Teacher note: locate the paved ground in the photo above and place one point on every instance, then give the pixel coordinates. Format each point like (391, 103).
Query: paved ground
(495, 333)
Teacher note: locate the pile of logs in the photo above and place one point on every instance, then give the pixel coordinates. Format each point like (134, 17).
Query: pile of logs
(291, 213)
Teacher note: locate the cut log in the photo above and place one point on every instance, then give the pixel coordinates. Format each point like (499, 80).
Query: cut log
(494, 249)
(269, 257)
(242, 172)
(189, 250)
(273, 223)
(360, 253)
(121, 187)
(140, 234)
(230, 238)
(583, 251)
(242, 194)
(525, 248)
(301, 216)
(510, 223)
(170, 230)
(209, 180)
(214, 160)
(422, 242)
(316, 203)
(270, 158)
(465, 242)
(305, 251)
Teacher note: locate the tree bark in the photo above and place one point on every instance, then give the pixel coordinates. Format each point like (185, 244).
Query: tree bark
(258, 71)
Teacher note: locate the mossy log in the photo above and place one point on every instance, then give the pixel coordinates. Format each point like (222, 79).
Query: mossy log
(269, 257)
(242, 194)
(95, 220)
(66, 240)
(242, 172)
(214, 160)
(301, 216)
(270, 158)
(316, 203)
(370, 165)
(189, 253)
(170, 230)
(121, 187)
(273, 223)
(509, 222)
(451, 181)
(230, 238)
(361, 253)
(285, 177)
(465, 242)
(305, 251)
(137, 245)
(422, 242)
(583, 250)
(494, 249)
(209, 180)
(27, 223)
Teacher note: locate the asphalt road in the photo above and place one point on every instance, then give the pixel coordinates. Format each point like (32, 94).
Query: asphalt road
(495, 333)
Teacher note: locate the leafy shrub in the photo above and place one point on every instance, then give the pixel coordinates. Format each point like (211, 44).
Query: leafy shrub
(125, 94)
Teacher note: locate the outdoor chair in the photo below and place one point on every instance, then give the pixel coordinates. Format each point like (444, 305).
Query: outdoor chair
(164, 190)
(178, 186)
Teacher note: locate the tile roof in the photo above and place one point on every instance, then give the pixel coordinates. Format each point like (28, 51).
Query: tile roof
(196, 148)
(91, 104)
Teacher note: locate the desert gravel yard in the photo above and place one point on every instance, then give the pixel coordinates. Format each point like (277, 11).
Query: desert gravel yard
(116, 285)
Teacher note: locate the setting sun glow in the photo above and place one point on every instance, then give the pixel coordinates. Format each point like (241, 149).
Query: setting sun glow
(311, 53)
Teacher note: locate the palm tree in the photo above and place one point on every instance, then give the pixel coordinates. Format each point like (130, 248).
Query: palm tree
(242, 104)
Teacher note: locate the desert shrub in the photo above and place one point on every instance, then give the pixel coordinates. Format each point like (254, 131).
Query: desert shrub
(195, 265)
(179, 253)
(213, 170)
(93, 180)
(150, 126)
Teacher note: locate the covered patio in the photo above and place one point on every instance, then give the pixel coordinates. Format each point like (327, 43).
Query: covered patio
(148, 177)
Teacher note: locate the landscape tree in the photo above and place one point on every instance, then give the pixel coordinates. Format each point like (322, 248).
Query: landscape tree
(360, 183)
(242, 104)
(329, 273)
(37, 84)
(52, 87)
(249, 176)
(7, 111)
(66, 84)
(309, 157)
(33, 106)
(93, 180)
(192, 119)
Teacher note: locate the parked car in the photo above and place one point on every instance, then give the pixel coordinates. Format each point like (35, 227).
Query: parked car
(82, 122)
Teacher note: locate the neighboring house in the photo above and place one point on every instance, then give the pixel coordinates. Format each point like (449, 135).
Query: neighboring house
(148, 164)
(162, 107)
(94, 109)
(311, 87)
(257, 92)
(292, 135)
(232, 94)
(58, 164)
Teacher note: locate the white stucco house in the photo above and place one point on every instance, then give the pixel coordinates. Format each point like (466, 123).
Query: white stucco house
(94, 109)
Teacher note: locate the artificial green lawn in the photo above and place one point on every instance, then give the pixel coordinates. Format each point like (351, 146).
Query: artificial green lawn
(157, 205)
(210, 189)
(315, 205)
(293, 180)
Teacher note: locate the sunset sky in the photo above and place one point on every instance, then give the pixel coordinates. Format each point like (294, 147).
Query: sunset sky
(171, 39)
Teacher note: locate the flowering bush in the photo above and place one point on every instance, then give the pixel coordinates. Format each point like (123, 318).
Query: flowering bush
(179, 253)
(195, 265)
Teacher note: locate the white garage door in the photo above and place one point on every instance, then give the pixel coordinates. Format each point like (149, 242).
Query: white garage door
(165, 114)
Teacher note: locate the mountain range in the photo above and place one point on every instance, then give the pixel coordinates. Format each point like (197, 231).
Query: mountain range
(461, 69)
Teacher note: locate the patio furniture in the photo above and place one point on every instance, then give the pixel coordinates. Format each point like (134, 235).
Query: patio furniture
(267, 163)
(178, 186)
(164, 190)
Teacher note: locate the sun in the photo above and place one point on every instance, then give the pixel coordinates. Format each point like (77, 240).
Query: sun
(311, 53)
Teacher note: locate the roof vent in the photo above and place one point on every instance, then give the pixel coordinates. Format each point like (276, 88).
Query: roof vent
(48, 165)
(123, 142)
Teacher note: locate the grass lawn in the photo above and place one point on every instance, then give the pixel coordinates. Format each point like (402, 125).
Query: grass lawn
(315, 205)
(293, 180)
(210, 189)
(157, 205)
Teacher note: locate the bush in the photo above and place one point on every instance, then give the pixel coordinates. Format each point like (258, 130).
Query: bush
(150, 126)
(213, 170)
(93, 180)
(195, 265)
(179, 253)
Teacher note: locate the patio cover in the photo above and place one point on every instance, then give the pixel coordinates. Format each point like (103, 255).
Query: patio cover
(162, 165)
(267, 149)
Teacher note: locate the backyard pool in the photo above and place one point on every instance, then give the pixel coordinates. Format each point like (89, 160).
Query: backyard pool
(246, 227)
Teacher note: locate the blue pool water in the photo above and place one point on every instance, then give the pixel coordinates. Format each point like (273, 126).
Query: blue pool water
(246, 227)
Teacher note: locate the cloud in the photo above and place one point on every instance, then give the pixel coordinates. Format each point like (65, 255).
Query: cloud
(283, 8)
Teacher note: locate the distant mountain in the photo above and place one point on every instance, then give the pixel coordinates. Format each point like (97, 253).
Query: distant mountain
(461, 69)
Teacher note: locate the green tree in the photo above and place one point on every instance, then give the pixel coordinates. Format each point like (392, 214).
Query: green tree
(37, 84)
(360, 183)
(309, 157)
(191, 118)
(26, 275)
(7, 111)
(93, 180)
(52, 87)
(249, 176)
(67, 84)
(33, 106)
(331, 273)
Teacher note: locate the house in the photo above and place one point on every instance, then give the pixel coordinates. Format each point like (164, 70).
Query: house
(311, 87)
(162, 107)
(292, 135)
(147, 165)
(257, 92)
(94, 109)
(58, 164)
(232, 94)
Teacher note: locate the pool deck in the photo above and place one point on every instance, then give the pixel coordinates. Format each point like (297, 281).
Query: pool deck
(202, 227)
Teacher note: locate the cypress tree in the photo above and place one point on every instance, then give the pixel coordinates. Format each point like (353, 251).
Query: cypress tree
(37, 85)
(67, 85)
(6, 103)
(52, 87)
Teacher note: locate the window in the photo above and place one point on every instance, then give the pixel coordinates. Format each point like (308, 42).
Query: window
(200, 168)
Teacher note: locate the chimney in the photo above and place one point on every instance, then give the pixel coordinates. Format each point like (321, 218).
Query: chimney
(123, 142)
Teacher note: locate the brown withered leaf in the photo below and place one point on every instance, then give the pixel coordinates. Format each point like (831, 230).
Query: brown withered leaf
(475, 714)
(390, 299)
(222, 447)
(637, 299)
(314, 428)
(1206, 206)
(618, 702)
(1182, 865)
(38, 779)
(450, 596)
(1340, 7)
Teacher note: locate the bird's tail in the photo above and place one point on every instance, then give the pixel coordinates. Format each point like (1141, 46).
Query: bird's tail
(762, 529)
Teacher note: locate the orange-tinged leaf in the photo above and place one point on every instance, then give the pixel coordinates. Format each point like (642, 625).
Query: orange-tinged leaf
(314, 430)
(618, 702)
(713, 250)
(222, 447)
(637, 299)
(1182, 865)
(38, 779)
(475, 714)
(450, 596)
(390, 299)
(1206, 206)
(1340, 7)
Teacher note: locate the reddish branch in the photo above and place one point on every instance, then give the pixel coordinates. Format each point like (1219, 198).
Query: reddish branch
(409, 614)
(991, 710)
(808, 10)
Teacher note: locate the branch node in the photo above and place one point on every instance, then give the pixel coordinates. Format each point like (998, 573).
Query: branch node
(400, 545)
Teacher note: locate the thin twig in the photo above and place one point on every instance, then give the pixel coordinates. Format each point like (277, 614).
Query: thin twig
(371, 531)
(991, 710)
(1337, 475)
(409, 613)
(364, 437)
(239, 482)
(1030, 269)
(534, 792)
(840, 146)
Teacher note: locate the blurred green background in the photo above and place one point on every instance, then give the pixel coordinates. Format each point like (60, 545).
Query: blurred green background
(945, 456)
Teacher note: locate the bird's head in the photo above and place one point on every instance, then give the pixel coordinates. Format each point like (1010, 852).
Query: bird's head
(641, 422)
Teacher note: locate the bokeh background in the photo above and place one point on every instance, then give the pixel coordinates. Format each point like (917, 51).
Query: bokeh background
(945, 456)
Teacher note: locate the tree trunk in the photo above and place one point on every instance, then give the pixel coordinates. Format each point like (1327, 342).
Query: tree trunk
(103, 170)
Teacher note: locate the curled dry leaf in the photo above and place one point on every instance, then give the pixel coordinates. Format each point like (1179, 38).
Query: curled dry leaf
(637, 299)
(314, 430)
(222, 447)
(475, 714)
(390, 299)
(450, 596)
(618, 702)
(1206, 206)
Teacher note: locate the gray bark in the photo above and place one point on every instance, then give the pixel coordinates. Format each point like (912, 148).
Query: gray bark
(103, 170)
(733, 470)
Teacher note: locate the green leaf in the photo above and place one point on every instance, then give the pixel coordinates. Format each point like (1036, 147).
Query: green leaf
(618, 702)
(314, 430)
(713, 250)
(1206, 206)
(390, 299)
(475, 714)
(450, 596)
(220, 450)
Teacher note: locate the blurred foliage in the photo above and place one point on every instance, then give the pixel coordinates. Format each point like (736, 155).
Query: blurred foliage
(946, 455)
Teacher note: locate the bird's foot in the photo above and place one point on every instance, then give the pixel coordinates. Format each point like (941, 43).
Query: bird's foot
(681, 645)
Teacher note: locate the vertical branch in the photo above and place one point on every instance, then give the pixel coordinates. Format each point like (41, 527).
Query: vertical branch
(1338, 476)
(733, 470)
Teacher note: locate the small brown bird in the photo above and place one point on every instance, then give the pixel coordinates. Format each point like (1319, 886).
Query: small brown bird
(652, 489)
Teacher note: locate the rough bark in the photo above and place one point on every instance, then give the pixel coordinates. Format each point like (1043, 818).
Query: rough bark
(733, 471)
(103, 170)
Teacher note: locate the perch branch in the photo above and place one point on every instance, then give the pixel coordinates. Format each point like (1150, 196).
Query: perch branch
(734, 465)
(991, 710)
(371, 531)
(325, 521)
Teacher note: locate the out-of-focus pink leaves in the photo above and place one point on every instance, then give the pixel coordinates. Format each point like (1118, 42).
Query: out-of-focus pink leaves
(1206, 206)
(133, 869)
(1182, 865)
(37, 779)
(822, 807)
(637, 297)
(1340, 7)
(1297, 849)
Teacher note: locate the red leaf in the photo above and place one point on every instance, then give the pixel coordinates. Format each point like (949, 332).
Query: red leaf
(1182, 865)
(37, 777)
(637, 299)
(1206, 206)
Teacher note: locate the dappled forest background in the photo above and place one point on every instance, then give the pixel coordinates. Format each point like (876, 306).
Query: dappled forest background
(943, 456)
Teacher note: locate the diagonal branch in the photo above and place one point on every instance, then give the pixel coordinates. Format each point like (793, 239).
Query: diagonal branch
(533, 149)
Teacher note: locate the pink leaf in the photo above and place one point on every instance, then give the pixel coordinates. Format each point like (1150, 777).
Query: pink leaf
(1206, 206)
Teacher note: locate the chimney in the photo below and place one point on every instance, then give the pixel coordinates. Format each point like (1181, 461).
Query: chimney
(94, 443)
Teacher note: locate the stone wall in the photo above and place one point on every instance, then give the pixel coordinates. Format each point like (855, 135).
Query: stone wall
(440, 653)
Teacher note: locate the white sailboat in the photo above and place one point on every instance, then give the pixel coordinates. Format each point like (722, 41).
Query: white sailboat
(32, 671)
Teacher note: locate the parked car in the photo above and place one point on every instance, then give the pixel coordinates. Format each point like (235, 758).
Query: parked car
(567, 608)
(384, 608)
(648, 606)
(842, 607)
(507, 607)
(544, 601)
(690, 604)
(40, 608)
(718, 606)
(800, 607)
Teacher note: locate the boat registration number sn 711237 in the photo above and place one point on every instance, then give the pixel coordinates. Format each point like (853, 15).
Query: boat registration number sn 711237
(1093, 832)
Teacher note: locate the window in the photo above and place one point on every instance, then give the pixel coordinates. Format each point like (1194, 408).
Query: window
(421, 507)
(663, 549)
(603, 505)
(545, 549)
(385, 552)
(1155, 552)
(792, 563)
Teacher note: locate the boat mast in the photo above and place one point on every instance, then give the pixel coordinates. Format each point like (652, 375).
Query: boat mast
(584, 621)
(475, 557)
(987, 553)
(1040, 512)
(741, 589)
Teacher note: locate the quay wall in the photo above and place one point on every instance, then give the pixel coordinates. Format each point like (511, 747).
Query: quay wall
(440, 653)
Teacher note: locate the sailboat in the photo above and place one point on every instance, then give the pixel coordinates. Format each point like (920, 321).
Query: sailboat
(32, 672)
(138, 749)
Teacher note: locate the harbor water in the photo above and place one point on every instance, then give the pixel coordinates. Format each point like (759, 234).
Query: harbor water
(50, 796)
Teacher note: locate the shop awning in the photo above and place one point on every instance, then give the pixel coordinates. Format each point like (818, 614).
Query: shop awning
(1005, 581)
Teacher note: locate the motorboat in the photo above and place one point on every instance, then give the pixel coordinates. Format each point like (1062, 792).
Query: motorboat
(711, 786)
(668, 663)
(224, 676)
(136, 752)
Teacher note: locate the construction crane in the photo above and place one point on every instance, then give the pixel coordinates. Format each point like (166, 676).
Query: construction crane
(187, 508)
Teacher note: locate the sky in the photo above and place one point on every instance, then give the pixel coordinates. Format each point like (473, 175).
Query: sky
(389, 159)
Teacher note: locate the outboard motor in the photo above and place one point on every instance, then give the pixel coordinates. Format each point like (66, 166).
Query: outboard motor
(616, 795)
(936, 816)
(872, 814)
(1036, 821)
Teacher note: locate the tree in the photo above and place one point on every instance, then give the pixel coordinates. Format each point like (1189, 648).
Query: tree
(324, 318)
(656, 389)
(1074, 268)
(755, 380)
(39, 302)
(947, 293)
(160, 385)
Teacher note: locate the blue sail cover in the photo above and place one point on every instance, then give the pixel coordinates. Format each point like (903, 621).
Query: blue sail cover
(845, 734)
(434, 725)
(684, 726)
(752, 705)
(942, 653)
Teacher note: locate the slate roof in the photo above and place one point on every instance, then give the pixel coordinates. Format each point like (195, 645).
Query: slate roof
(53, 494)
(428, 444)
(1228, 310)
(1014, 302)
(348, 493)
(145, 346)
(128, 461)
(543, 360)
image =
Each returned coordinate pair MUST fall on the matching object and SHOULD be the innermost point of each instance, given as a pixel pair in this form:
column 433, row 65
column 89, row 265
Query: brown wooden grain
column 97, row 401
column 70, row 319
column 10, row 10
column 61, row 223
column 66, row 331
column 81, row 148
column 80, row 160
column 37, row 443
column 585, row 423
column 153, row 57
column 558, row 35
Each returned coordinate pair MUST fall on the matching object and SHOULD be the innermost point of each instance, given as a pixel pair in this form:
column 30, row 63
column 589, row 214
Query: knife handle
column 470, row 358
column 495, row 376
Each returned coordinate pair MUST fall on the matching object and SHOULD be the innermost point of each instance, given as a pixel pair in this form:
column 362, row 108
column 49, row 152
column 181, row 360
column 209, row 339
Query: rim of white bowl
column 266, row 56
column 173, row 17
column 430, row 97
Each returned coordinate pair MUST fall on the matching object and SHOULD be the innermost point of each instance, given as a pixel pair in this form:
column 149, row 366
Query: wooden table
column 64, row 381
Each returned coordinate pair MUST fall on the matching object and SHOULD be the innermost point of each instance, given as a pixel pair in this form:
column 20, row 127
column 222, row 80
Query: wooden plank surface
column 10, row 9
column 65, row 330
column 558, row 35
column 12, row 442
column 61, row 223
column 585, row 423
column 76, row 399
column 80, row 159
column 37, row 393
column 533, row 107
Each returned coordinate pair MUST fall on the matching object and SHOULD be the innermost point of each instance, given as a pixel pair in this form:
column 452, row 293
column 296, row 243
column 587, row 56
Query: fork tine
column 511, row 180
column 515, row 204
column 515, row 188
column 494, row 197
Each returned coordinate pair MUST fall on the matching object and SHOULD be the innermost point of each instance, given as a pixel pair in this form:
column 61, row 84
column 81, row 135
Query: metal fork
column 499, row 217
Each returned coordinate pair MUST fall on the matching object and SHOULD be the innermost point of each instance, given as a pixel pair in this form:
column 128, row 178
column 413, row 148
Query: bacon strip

- - -

Write down exactly every line of the material above up to and including the line containing "Teacher note: locate the cut".

Teacher note: locate the paved ground in the photo above and place one point on every instance, then give the pixel coordinates. Format each point like (391, 103).
Query: paved ground
(495, 333)
Teacher note: locate the pile of logs in the photo above and place one point on every instance, then give the pixel coordinates. Format each point like (134, 17).
Query: pile of logs
(291, 213)
Teacher note: locate the cut log in the photo above and place one point on every instance, then give the pixel coordinates. Format each point like (499, 80).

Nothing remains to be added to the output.